▶ [Natural-language object grounding data]
•••

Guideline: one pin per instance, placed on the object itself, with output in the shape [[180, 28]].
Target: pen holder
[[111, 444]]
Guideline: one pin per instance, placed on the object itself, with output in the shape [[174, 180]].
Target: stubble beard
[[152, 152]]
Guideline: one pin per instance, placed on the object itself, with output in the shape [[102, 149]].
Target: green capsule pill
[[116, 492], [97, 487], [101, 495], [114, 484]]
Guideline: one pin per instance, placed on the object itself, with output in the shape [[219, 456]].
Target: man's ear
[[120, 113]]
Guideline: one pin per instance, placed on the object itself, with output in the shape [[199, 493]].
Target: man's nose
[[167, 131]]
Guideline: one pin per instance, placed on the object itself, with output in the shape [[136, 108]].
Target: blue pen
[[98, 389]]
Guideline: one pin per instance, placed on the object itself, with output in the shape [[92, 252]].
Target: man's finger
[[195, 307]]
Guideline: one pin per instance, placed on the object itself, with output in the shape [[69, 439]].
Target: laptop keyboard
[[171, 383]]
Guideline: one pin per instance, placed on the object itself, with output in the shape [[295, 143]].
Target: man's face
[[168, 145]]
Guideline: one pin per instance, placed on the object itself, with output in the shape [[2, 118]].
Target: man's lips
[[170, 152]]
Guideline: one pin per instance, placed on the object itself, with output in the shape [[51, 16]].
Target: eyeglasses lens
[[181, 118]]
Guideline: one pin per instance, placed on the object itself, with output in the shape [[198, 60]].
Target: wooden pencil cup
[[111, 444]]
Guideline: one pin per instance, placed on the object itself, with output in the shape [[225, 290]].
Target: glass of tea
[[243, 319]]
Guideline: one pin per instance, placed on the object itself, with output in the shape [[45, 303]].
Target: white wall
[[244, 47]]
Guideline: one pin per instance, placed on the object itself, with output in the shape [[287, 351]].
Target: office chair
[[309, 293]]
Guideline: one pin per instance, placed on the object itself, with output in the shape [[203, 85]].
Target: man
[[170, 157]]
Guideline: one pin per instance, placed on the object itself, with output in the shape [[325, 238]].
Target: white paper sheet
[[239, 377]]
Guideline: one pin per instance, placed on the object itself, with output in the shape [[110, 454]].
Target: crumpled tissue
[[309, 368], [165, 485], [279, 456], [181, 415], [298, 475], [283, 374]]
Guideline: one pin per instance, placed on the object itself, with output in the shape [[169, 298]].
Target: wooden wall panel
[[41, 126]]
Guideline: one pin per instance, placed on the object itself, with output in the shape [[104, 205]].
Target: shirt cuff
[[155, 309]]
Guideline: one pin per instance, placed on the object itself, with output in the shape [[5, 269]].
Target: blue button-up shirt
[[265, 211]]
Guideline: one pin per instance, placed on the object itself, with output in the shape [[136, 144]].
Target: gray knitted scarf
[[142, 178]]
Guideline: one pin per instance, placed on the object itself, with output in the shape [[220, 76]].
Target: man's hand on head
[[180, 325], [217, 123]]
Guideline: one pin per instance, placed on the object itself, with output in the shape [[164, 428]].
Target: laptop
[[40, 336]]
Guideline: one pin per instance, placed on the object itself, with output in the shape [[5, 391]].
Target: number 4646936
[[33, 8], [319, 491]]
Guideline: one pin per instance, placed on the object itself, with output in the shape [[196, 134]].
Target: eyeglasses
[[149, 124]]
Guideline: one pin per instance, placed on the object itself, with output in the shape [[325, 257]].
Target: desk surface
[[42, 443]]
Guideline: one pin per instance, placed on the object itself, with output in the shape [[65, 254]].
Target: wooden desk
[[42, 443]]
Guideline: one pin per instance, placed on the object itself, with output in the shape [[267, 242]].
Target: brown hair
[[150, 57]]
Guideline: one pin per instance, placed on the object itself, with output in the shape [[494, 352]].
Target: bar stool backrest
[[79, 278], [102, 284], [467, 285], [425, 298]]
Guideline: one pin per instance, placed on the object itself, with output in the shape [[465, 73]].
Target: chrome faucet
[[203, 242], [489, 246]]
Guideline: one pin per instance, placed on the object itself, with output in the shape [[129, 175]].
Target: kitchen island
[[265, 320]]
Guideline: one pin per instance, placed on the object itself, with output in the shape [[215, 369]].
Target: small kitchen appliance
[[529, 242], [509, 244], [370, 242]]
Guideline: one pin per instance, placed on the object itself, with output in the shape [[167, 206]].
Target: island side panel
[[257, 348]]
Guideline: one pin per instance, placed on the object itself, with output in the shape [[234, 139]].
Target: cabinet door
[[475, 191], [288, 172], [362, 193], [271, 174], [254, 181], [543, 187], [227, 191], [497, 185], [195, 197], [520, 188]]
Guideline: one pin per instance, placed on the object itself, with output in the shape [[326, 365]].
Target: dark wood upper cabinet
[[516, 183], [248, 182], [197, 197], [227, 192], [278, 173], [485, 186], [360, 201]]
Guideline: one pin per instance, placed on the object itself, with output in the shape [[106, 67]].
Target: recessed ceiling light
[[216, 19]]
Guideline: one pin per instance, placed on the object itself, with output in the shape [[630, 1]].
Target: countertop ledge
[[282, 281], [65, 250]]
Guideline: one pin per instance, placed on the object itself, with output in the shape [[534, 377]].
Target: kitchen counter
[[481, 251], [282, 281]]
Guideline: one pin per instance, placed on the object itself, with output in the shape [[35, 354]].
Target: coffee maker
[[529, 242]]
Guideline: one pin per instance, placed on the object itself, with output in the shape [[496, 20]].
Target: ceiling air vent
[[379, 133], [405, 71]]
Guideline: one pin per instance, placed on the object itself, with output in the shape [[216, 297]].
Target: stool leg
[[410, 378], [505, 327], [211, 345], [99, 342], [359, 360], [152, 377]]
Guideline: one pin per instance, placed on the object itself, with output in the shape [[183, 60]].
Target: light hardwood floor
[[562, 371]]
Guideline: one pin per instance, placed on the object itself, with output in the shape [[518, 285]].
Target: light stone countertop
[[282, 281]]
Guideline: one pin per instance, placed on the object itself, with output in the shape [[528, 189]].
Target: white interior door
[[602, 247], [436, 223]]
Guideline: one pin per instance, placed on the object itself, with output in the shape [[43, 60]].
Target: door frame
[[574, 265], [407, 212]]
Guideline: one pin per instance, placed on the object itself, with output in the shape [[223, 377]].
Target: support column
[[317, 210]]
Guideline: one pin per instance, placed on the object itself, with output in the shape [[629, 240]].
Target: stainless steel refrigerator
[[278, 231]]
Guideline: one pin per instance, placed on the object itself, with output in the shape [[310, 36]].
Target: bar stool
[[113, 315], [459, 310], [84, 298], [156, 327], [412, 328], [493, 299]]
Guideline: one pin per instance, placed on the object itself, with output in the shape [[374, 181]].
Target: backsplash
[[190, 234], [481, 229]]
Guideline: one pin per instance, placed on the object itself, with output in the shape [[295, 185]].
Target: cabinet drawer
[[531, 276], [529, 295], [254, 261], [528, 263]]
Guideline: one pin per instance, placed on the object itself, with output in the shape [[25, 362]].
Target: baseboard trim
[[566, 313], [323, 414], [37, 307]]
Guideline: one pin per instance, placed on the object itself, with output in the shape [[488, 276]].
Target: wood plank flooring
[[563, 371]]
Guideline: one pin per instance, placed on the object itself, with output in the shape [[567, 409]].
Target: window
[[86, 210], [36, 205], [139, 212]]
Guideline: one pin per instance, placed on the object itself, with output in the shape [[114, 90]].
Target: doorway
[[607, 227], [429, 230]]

•••

▶ [Requirement] Repeat each entry above, matching every line exactly.

▶ [Answer space]
Guideline: one pin per instance, placed on the object itself, with output in the shape [[180, 28]].
Target: pen holder
[[111, 444]]
Guideline: one pin per instance, placed on the object itself, with output in the shape [[174, 180]].
Target: stubble beard
[[152, 152]]
Guideline: one pin per instance, placed on the object itself, with output in the shape [[102, 149]].
Target: green capsule pill
[[116, 492], [97, 487], [101, 495], [114, 484]]
Guideline: one pin per instance, placed on the object itself, with output in the shape [[219, 456]].
Target: man's ear
[[120, 113]]
Guideline: one pin per instance, placed on the object itself, with output in the shape [[199, 493]].
Target: man's nose
[[167, 131]]
Guideline: one pin per instance, placed on the object itself, with output in the shape [[136, 108]].
Target: blue pen
[[98, 389]]
Guideline: one pin per instance, placed on the object itself, with output in the shape [[92, 252]].
Target: man's finger
[[195, 307]]
Guideline: one pin per instance, placed on the object itself, with output in the shape [[69, 439]].
Target: laptop keyboard
[[171, 383]]
Guideline: one pin per instance, placed on the object itself, with output in the shape [[295, 143]].
Target: man's face
[[168, 145]]
Guideline: one pin per instance, placed on the object itself, with output in the shape [[2, 118]].
Target: man's lips
[[170, 152]]
Guideline: one pin per instance, placed on the object itself, with output in the shape [[51, 16]].
Target: eyeglasses lens
[[181, 118]]
Guideline: one pin per instance, placed on the object itself, with output in the shape [[198, 60]].
Target: wooden pencil cup
[[111, 444]]
Guideline: one pin per instance, placed on the object itself, with output in the shape [[225, 290]].
Target: glass of tea
[[243, 319]]
Guideline: one pin per instance, placed on the object itself, with output in the shape [[45, 303]].
Target: white wall
[[244, 47]]
Guideline: one pin per instance, placed on the object itself, with output in the shape [[287, 351]].
Target: office chair
[[309, 293]]
Guideline: one pin per instance, placed on the object itself, with output in the shape [[203, 85]].
Target: man
[[170, 157]]
Guideline: one pin per instance, placed on the object itself, with output in the shape [[325, 238]].
Target: white paper sheet
[[239, 377]]
Guideline: one pin per instance, placed on the object itself, with output in the shape [[110, 454]].
Target: crumpled tissue
[[309, 368], [165, 485], [279, 456], [181, 415], [298, 475], [283, 374]]
Guideline: one pin per instance, placed on the object itself, with output in the shape [[169, 298]].
Target: wooden wall panel
[[41, 126]]
Guideline: one pin per instance, placed on the object itself, with output in the shape [[104, 205]].
Target: shirt cuff
[[155, 309]]
Guideline: one pin per instance, placed on the object itself, with output in the shape [[5, 269]].
Target: blue button-up shirt
[[265, 211]]
Guideline: one pin per instance, placed on the object itself, with output in the shape [[136, 144]].
Target: gray knitted scarf
[[142, 178]]
Guideline: one pin per instance, placed on the object itself, with output in the shape [[220, 76]].
Target: man's hand on head
[[180, 325], [217, 123]]
Guideline: one pin per instance, placed on the object itself, with output in the shape [[164, 428]].
Target: laptop
[[40, 336]]
Guideline: one pin per instance, placed on the object itself, with output in the shape [[5, 391]].
Target: number 4646936
[[33, 8], [319, 491]]
Guideline: one pin per instance, placed on the object itself, with output in the shape [[196, 134]].
Target: eyeglasses
[[149, 124]]
Guideline: one pin per instance, placed on the object itself, with output in the shape [[325, 257]].
Target: desk surface
[[42, 443]]
Guideline: one pin per instance, placed on the object itself, with output in the shape [[65, 254]].
Target: wooden desk
[[42, 443]]
Guideline: one pin per instance, placed on the object itself, with output in the shape [[267, 242]].
Target: brown hair
[[150, 57]]
Guideline: one pin per instance, placed on the object itself, with output in the shape [[494, 352]].
Target: bar stool backrest
[[79, 278], [102, 284], [467, 285], [425, 298]]
Guideline: one pin per instance, placed on the object itself, with output in the shape [[465, 73]].
Target: chrome faucet
[[203, 242], [489, 246]]
Guideline: one pin per instance, placed on the object itself, with output in the shape [[129, 175]].
Target: kitchen island
[[265, 320]]
Guideline: one pin per instance, placed on the object itself, with output in the shape [[215, 369]].
Target: small kitchen appliance
[[529, 242], [509, 244], [370, 242]]
Guideline: one pin per instance, placed on the object itself, with output in the shape [[167, 206]].
Target: island side panel
[[257, 348]]
Guideline: one pin per instance, placed on the object itself, with output in the shape [[234, 139]].
Target: cabinet door
[[475, 191], [288, 172], [362, 193], [271, 174], [254, 181], [543, 187], [227, 191], [497, 185], [195, 197], [520, 188]]
Guideline: one pin per instance, placed on the object itself, with output in the shape [[326, 365]].
Target: dark wood upper cabinet
[[516, 183], [248, 182], [197, 197], [227, 192], [278, 173], [485, 186], [360, 201]]
Guideline: one pin per instance, placed on the object itself, with output in the shape [[106, 67]].
Target: recessed ceiling light
[[216, 19]]
Guideline: one pin per instance, placed on the object itself, with output in the shape [[630, 1]].
Target: countertop ledge
[[282, 281], [65, 250]]
Guideline: one pin per instance, placed on the object itself, with output in the shape [[534, 377]].
Target: kitchen counter
[[481, 251], [282, 281]]
Guideline: one pin per instance, placed on the object itself, with output in the shape [[35, 354]].
Target: coffee maker
[[529, 242]]
Guideline: one pin per instance, placed on the object itself, with output in the shape [[496, 20]].
Target: ceiling air vent
[[379, 133], [405, 71]]
Guideline: one pin per instance, placed on the object itself, with output in the shape [[216, 297]].
Target: stool leg
[[410, 378], [505, 327], [211, 345], [99, 342], [359, 360], [152, 377]]
Guideline: one pin per instance, placed on the object itself, with output in the shape [[183, 60]].
Target: light hardwood floor
[[562, 371]]
Guideline: one pin per instance, placed on the object itself, with output in the shape [[518, 285]].
Target: light stone countertop
[[282, 281]]
Guideline: one pin per instance, placed on the object itself, with output in the shape [[528, 189]].
Target: white interior door
[[602, 247], [436, 223]]
Guideline: one pin per instance, placed on the object itself, with output in the shape [[43, 60]].
Target: door frame
[[574, 265], [407, 212]]
Guideline: one pin per instance, placed on the object itself, with output in the shape [[223, 377]].
Target: support column
[[317, 210]]
Guideline: one pin per instance, placed on the object itself, with output in the shape [[629, 240]].
Target: stainless steel refrigerator
[[278, 231]]
Guideline: one pin per instance, placed on the object itself, with output in the shape [[310, 36]].
Target: bar stool
[[113, 315], [459, 310], [84, 298], [156, 327], [412, 328], [493, 299]]
Guideline: one pin per instance, placed on the object itself, with output in the shape [[374, 181]].
Target: backsplash
[[190, 234], [481, 229]]
Guideline: one pin per instance, placed on the object itself, with output in the shape [[295, 185]].
Target: cabinet drawer
[[531, 276], [529, 295], [254, 261], [528, 263]]
Guideline: one pin per instance, placed on the object itself, with output in the shape [[25, 362]].
Target: baseboard trim
[[566, 313], [323, 414], [37, 307]]
Guideline: one pin per instance, placed on the object itself, with output in the shape [[488, 276]].
Target: wood plank flooring
[[563, 371]]
Guideline: one pin per instance, placed on the object itself, with output in the shape [[567, 409]].
Target: window
[[86, 210], [36, 205], [139, 212]]
Guideline: one pin per instance, placed on the object itself, with output in the shape [[114, 90]].
Target: doorway
[[607, 227], [429, 230]]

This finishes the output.